## TASK DESCRIPTION
All of the entries are to be written out again verbatim.

## INFORMATION SHOWN
________________________________________

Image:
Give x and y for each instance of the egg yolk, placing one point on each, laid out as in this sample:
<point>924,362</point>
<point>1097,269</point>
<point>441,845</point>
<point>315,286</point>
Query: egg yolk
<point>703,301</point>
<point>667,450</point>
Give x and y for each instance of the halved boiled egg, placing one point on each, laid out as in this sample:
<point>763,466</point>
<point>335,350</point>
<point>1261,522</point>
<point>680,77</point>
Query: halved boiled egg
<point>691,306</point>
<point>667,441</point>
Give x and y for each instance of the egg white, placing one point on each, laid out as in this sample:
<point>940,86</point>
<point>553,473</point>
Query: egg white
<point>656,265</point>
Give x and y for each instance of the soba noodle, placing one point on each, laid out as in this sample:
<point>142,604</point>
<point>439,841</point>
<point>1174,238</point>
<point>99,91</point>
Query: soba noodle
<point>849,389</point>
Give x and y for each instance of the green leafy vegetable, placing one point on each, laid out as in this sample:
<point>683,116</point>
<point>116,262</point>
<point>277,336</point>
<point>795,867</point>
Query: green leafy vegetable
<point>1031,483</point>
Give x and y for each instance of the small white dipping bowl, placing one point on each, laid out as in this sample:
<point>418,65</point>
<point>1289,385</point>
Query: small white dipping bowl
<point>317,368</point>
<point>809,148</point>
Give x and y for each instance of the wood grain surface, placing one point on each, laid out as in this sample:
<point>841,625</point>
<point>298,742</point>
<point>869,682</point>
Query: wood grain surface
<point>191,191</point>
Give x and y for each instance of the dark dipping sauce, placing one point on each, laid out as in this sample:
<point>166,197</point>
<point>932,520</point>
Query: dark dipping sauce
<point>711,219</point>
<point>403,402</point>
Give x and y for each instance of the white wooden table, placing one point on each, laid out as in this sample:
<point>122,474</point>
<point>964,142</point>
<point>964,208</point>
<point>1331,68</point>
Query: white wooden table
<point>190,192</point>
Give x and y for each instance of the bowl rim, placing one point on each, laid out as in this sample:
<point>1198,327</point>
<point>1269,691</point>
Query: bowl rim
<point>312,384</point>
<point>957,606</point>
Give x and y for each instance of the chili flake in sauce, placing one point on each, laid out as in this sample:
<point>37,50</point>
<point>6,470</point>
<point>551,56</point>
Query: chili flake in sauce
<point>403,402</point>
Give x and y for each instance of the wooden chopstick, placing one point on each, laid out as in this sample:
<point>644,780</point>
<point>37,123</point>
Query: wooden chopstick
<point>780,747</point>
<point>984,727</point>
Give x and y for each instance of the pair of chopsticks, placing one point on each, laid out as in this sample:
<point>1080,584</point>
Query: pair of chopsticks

________________________________________

## ANSWER FOR THE TASK
Image:
Give x and y for each instance of the egg yolk, placing one point on each, laid out as in this sample:
<point>924,362</point>
<point>1097,269</point>
<point>441,845</point>
<point>315,286</point>
Query: egg yolk
<point>703,301</point>
<point>667,450</point>
Give x and y for each instance of the halved boiled egg, placing one point on each, laid out as in this sample:
<point>763,466</point>
<point>335,350</point>
<point>1261,522</point>
<point>680,77</point>
Query: halved boiled egg
<point>691,306</point>
<point>667,441</point>
Give x and y for each instance of the egg white, placing one point on each, laid out as in this sample:
<point>940,86</point>
<point>553,473</point>
Query: egg white
<point>656,265</point>
Give x and y for each instance of the soba noodle, placing one point on each, laid out as in this sample:
<point>142,604</point>
<point>439,841</point>
<point>1174,238</point>
<point>99,91</point>
Query: soba noodle
<point>849,389</point>
Give x and y for each instance of the green leafy vegetable, placing one point on each, laid out as in this sample:
<point>683,116</point>
<point>116,262</point>
<point>277,336</point>
<point>795,867</point>
Query: green leafy vegetable
<point>1031,483</point>
Give x and y for each instance of the small white dipping bowl, placing one point on each, laid out as in this sample:
<point>418,65</point>
<point>1289,385</point>
Query: small white dipping bowl
<point>317,368</point>
<point>809,148</point>
Give x and y for each instance of the wood grain surface, placing one point on each, laid out as in this sample:
<point>841,625</point>
<point>298,742</point>
<point>869,682</point>
Query: wood grain surface
<point>191,191</point>
Give x and y for each instance of the dark dipping sauce, placing one point on each, laid out as in this sample:
<point>166,197</point>
<point>932,520</point>
Query: dark dipping sauce
<point>711,219</point>
<point>403,402</point>
Give x and y for each instance of the white wooden table, placing one point on each, laid out as in this sample:
<point>122,474</point>
<point>964,142</point>
<point>964,208</point>
<point>1331,68</point>
Query: white wooden table
<point>190,192</point>
Give x and y for each instance of the bowl rim, placing one point on each, laid out as in this sample:
<point>1198,327</point>
<point>1269,691</point>
Query: bowl rim
<point>312,384</point>
<point>957,606</point>
Give x and y for each instance of the chili flake in sauce, placing one point on each, laid out as in this sample:
<point>37,50</point>
<point>6,470</point>
<point>551,56</point>
Query: chili flake in sauce
<point>403,402</point>
Give x and y for each instance of the wooden chopstick, placing one point on each, laid out as in this sample:
<point>644,780</point>
<point>37,123</point>
Query: wooden chopstick
<point>780,747</point>
<point>984,727</point>
Give x and y for each instance of the pair of chopsticks, placing one point on each, laid out as in this sample:
<point>1080,584</point>
Query: pair of chopsticks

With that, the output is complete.